● **What the task asks**: Return, unaltered, every line from the beginning of the material below up to and including the one with "query: the noun phrase to outline: headphone".

● **Source material**:

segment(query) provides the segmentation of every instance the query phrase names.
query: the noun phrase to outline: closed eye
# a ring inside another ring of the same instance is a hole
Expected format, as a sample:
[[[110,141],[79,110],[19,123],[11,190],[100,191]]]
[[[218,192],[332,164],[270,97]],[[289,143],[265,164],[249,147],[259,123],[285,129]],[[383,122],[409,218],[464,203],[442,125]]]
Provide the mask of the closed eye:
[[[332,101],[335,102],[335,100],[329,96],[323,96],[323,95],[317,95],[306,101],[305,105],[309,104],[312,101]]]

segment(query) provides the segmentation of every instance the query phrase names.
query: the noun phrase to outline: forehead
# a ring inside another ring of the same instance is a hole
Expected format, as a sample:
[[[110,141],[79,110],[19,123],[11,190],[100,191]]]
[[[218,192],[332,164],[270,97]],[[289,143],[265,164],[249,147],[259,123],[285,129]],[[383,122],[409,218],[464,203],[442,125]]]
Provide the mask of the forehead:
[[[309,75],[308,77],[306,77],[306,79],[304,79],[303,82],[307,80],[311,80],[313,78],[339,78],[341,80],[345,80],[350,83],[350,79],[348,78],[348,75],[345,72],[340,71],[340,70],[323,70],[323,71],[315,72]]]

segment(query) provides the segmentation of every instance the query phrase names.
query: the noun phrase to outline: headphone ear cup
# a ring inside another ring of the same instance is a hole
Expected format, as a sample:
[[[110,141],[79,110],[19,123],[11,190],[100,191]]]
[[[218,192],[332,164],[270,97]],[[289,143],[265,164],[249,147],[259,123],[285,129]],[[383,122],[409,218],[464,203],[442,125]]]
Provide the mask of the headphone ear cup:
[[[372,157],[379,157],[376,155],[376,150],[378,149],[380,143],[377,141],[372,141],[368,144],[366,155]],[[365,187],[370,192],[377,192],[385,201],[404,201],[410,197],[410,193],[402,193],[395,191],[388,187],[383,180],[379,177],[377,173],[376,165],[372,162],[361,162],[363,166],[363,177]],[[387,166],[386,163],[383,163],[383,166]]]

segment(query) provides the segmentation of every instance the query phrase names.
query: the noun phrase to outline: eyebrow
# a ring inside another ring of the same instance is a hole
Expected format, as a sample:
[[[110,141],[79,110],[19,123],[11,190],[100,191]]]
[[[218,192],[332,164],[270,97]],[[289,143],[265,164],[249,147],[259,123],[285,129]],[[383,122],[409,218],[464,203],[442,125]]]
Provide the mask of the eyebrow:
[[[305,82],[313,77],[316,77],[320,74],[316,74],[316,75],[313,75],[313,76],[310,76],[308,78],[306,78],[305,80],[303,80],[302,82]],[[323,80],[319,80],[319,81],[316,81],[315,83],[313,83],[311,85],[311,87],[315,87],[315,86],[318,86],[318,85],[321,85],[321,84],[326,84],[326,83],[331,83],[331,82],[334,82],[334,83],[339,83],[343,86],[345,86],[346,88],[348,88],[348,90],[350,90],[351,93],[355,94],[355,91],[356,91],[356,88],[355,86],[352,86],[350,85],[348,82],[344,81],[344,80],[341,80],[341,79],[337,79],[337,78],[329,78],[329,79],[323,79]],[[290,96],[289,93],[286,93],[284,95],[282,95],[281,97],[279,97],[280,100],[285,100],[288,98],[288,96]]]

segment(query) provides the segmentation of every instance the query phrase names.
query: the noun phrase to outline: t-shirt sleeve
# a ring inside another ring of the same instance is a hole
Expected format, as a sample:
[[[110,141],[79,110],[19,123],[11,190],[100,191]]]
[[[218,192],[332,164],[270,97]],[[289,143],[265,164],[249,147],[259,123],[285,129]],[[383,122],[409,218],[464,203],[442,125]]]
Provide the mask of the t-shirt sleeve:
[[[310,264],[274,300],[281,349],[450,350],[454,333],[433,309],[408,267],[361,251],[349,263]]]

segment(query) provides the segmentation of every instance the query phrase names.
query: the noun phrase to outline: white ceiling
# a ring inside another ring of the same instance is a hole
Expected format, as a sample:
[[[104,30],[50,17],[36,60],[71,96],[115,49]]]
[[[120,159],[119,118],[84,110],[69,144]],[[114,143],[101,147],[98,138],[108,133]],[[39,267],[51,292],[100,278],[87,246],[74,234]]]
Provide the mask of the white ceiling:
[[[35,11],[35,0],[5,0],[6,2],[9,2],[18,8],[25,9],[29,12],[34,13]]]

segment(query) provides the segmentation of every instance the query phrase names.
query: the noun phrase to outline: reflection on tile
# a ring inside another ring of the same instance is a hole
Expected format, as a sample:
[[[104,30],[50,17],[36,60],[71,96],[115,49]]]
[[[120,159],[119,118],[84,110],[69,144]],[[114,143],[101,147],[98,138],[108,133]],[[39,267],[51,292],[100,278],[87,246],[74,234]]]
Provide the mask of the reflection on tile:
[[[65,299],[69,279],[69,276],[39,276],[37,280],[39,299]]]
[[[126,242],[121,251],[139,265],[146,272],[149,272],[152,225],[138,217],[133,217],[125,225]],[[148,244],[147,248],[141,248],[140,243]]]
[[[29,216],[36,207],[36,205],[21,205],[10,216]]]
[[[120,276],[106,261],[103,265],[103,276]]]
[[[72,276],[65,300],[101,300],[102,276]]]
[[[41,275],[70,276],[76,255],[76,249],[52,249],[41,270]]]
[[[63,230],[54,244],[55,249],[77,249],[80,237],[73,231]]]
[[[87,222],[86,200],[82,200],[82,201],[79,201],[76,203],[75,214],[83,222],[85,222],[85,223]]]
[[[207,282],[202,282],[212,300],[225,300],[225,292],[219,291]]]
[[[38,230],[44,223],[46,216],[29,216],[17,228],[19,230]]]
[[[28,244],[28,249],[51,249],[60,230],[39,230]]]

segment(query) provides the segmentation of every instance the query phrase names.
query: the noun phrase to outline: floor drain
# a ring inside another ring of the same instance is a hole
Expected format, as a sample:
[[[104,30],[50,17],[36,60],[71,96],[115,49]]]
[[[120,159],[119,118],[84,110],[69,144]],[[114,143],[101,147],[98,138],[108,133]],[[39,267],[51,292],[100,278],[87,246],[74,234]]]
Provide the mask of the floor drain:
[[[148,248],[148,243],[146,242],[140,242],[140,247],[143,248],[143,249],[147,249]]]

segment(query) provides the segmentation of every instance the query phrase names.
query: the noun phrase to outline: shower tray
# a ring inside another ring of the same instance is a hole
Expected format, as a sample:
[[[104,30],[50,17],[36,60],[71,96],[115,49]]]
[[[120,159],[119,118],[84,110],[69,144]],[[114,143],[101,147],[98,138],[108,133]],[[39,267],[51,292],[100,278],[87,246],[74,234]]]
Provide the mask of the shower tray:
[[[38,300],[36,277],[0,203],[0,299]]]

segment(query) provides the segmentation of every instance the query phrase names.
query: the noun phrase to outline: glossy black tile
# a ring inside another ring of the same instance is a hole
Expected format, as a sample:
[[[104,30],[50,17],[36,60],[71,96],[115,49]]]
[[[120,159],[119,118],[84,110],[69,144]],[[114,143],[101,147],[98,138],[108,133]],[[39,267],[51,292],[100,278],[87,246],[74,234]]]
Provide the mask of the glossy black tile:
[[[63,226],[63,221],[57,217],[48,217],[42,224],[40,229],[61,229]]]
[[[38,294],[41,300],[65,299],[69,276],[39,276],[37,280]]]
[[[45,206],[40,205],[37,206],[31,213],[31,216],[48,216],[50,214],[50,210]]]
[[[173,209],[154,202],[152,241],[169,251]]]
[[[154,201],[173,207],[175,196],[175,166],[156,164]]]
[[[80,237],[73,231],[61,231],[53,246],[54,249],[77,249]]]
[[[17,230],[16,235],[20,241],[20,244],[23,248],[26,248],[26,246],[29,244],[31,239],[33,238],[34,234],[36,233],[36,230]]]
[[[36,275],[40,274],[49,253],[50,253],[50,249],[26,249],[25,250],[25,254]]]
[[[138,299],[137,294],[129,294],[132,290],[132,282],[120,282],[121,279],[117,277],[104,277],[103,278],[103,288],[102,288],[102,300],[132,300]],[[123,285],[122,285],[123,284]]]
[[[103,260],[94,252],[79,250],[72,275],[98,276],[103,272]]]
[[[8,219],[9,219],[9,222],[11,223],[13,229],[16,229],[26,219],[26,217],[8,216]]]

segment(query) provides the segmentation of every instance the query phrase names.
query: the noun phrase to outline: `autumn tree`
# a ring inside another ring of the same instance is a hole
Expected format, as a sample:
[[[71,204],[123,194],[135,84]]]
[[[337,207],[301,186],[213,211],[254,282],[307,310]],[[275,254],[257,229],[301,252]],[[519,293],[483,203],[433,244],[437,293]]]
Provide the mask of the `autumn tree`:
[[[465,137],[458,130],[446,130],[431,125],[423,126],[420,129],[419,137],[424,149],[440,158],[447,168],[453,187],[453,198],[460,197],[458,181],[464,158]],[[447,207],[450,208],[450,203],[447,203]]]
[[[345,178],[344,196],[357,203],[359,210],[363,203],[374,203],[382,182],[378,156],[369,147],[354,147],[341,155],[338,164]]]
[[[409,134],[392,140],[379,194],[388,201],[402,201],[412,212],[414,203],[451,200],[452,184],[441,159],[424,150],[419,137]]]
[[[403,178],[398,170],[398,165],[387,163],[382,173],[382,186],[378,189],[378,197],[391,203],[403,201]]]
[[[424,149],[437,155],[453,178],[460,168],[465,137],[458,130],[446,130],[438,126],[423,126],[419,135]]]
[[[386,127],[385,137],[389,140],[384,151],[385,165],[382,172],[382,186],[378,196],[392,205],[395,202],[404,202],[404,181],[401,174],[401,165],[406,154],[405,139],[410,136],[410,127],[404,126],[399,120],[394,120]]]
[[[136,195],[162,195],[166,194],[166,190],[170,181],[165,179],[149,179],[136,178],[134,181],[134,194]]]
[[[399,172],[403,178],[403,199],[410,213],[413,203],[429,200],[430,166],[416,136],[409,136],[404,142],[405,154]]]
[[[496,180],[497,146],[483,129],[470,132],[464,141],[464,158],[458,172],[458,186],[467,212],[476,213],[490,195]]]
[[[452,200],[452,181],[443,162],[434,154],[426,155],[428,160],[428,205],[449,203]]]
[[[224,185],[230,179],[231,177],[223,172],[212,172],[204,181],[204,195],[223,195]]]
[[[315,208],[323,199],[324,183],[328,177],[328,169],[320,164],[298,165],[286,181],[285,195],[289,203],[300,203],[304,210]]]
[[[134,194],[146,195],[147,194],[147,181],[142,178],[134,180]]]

● **Answer area**:
segment(query) provides the segmentation of every instance the query phrase names.
query: the noun phrase to outline: closed eye
# a ring inside another ring of the same instance is a hole
Expected format, as a sample:
[[[110,141],[79,110],[19,123],[11,190],[100,191]]]
[[[218,192],[332,164],[270,97]],[[289,143],[265,164],[249,147],[259,123],[285,129]],[[383,122],[409,218],[464,203],[442,125]]]
Provide the mask of the closed eye:
[[[332,101],[335,102],[335,100],[329,96],[323,96],[323,95],[317,95],[306,101],[305,105],[309,104],[312,101]]]

segment(query) provides the segmentation of every instance the query phrase names.
query: the noun phrase to outline: forehead
# a ring inside another ring of the same instance is a hole
Expected format, as a sample:
[[[110,141],[79,110],[19,123],[11,190],[100,191]]]
[[[218,192],[332,164],[270,97]],[[289,143],[265,164],[249,147],[259,123],[285,129]],[[383,122],[409,218],[464,203],[442,125]]]
Provide the mask of the forehead:
[[[309,75],[308,77],[306,77],[306,79],[304,79],[303,82],[307,80],[311,80],[313,78],[339,78],[341,80],[345,80],[350,83],[350,79],[348,78],[348,75],[345,72],[340,71],[340,70],[323,70],[323,71],[315,72]]]

segment(query) provides the segmentation of every instance the query phrase names.
query: the noun phrase to outline: headphone ear cup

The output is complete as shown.